[Stored items]
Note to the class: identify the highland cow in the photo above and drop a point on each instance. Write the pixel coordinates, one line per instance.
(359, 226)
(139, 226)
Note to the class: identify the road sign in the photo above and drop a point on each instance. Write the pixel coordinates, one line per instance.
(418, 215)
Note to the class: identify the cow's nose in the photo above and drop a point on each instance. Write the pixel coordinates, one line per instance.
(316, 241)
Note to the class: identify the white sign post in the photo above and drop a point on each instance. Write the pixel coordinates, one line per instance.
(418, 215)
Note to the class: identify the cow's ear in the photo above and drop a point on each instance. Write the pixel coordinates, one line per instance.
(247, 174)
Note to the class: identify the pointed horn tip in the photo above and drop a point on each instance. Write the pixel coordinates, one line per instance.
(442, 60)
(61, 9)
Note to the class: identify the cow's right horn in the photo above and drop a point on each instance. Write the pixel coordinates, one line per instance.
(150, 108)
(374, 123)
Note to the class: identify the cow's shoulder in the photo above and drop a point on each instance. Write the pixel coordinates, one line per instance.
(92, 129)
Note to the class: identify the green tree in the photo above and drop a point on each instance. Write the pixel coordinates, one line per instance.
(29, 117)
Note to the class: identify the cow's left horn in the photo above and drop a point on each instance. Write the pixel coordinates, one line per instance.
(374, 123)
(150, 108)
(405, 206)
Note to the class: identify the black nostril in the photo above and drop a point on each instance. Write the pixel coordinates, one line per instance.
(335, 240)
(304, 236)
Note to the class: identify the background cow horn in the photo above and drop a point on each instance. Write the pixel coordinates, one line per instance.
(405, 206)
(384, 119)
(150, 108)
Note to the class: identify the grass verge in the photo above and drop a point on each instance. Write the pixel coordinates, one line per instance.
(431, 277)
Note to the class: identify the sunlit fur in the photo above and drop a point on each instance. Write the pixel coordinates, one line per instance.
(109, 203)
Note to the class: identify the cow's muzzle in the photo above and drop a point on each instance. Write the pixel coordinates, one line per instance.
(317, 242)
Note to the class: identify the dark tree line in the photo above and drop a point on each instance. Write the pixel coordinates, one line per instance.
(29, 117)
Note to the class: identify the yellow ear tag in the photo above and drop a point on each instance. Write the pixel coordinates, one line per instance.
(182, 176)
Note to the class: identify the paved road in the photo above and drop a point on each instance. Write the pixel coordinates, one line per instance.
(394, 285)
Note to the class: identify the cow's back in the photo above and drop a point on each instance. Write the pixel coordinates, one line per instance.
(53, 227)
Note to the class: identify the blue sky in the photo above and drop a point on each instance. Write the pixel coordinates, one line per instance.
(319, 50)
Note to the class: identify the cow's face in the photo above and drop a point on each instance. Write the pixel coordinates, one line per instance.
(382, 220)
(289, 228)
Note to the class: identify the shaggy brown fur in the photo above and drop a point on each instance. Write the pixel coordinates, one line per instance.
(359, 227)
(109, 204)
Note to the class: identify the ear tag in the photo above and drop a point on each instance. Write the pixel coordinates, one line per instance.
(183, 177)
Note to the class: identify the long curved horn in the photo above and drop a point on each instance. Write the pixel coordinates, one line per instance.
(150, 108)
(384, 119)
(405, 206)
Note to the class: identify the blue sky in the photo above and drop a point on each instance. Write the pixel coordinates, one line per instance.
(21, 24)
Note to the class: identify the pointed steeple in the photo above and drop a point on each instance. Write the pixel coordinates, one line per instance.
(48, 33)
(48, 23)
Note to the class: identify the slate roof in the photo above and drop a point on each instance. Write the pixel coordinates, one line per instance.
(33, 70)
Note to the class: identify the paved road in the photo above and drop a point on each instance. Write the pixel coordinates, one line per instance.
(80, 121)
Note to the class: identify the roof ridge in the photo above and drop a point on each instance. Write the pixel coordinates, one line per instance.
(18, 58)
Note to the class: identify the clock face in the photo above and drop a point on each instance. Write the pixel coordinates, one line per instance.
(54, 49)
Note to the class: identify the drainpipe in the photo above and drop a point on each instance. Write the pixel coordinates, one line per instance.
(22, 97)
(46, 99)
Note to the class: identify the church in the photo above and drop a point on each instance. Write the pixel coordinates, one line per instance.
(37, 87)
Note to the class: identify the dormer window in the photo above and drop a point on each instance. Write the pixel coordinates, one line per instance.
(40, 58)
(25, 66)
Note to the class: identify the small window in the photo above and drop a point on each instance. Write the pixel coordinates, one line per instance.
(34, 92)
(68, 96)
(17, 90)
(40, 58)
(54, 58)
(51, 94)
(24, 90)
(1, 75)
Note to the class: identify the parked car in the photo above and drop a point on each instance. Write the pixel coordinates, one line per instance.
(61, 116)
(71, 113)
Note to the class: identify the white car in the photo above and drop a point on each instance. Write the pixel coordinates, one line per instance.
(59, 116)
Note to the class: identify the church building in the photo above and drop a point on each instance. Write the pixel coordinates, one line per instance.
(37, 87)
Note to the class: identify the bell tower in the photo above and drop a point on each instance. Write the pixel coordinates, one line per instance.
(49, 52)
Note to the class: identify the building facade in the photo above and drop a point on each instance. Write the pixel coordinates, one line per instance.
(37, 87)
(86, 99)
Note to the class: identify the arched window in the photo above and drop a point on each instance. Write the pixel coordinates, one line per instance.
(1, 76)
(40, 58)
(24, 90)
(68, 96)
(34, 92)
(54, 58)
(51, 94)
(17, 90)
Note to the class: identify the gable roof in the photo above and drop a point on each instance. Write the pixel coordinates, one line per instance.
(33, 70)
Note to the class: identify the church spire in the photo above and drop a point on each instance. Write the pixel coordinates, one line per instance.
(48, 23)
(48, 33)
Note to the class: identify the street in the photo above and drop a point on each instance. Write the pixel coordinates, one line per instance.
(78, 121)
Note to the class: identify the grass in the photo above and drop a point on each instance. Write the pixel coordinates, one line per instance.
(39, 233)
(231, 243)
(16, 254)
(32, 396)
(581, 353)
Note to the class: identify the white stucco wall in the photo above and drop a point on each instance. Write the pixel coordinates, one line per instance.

[PROBLEM STATEMENT] In this exercise, repeat all entries exactly.

[ANSWER FOR THIS EXERCISE]
Note to the class: identify the highland cow in the photo above and drop a point on each instance. Write the pixel coordinates, one line per instance.
(359, 226)
(139, 226)
Note to the class: identify the road sign in the photo above and drop a point on each instance. Write the pixel coordinates, one line per instance.
(418, 215)
Note to the class: identify the cow's nose in the photo above and drop a point on each instance. Write the pixel coordinates, one line per instance.
(316, 241)
Note to the class: identify the white sign post in the photo above and drop a point on each instance. Write the pixel coordinates, one line per instance.
(418, 215)
Note to the class: identify the cow's ear in the photo above and drop a point on each instance. Write the pixel coordinates, one line per instance.
(247, 174)
Note to the class: identify the pointed horn tip in the photo above and drop a point on each instance. Write the pixel coordinates, one line per instance.
(442, 60)
(61, 9)
Note to the class: identify the cow's right horn in the photo above and drop a point on each instance. Write the pixel coordinates, one line per instance.
(150, 108)
(374, 123)
Note to the class: identify the cow's shoulder in the photo above and drop a point on each instance. Write the pixel coordinates, one line per instance.
(92, 129)
Note to the class: identify the green tree in the photo above and drop a point on each instance. Write the pixel coordinates, one line per instance.
(29, 117)
Note to the class: identify the cow's left horn in the photo above and drop a point on each instance. Write the pixel coordinates, one line per instance.
(374, 123)
(150, 108)
(405, 206)
Note to the class: identify the black nostril in the photo above and drop a point on each instance. Write the pixel coordinates, one line per instance.
(335, 240)
(304, 236)
Note to the class: identify the background cow horn in the photo above and drop a point on each instance. Write the pixel coordinates, one line per instance.
(405, 206)
(384, 119)
(150, 108)
Note to the class: identify the grass verge in the photo above and drop a point on each instance. Write the pixel coordinates, one line per instance.
(431, 277)
Note to the class: identify the sunlit fur in the photo above and drop a point on each instance. Write the pixel coordinates, one line per instance.
(109, 203)
Note to the class: identify the cow's muzzle in the photo above and drop a point on each instance. Write the pixel coordinates, one line per instance.
(317, 242)
Note to the class: identify the dark tree line in the photo above and drop a point on each instance. Write the pixel coordinates, one line per instance.
(29, 117)
Note to the class: identify the yellow ear tag in the photo above and drop a point on each instance. Write the pixel coordinates, one line per instance.
(182, 176)
Note to the class: identify the paved road in the photo above and drop a point on each instance. Write the pixel coordinates, one line per instance.
(394, 285)
Note to the class: identify the cow's back in the photo above and drop a point on each instance. Write the pixel coordinates, one line per instance.
(53, 227)
Note to the class: identify the blue sky in the photo above and drop a point on each instance. Write the pixel coordinates, one line per instance.
(319, 50)
Note to the class: identify the cow's face in the photo above and drop a point on each instance. Write the pixel coordinates, one line per instance.
(382, 220)
(289, 228)
Note to the class: identify the shaggy brown fur in the photo above and drop a point on each instance. Write the pixel coordinates, one line per instance.
(359, 227)
(109, 204)
Note to the class: identify the ear tag in the photo above and drop a point on each instance. Write the pixel coordinates, one line per instance.
(183, 177)
Note to the class: identify the long curved horn in the photo above and drop a point on each instance. Write the pixel coordinates, one line per instance.
(150, 108)
(384, 119)
(405, 206)
Note to the class: identify the blue sky in the photo above and drop a point on each instance. Write the pixel coordinates, one line per instance.
(21, 24)
Note to the class: identify the pointed steeple in the photo above and drop a point on each instance. Write the pixel coordinates, one line per instance.
(48, 33)
(48, 23)
Note to the class: identify the slate roof in the photo above and drop a point on each instance. Write the pixel coordinates, one line per instance.
(33, 70)
Note to the class: identify the paved road in the photo above and drop a point on each instance. Write the pixel coordinates, one line per instance.
(80, 121)
Note to the class: identify the roof ridge in the photo above and drop a point on each instance. Write the pixel coordinates, one line per instance.
(18, 58)
Note to the class: identify the clock face in the photo above and drop a point on each instance. Write the pixel coordinates, one line per instance.
(54, 49)
Note to the class: identify the drainpipe in the photo above and drop a point on each instance. Write the pixel coordinates, one line per instance.
(22, 97)
(46, 99)
Note to the class: identify the church in the photo above and drop a point on each instance. Write the pixel coordinates, one line per instance.
(37, 87)
Note to the class: identify the dormer window in the photo above and drop a point on each instance. Write the pixel coordinates, one line per instance.
(40, 58)
(25, 66)
Note to the class: identify the small window in the photo above and drop a point on each instance. Write the pixel coordinates, one line per instance.
(34, 92)
(68, 96)
(17, 90)
(40, 58)
(54, 58)
(51, 94)
(24, 90)
(1, 75)
Note to the class: identify the parked car in the photo above and drop a point on each instance. Write the pixel coordinates, one line per instance.
(61, 116)
(71, 113)
Note to the class: identify the white car in the photo above and drop a point on each instance. Write the pixel coordinates, one line per instance.
(59, 116)
Note to the class: identify the church building in the photo above and drop a point on each instance. Write the pixel coordinates, one line per instance.
(37, 87)
Note to the class: identify the bell tower in the photo above and drop a point on each instance. Write the pixel coordinates, one line per instance.
(49, 52)
Note to the class: identify the building facade in the photo above and drop a point on each instance. Write the pixel coordinates, one line per instance.
(37, 87)
(86, 99)
Note to the class: identify the arched window in the photo above and drop a point on each instance. Write the pixel coordinates, one line per instance.
(1, 76)
(40, 58)
(24, 90)
(68, 96)
(34, 92)
(54, 58)
(51, 94)
(17, 90)
Note to the class: identify the gable roof in the photo above and drop a point on each instance. Write the pixel coordinates, one line per instance.
(33, 70)
Note to the class: identify the church spire in the photo above and drop a point on each instance. Write the pixel coordinates, one line per instance.
(48, 23)
(48, 33)
Note to the class: identify the street in the photo above and drop a point on each instance. Write the pixel coordinates, one line per instance.
(78, 121)
Note to the class: identify the grass in the photo above and drop a point on each instance. Write the pixel coordinates, one line per instance.
(39, 233)
(231, 243)
(16, 254)
(32, 396)
(581, 353)
Note to the class: identify the white stucco wall in the photo above and drop a point on each instance. Write the pixel coordinates, one line per instance.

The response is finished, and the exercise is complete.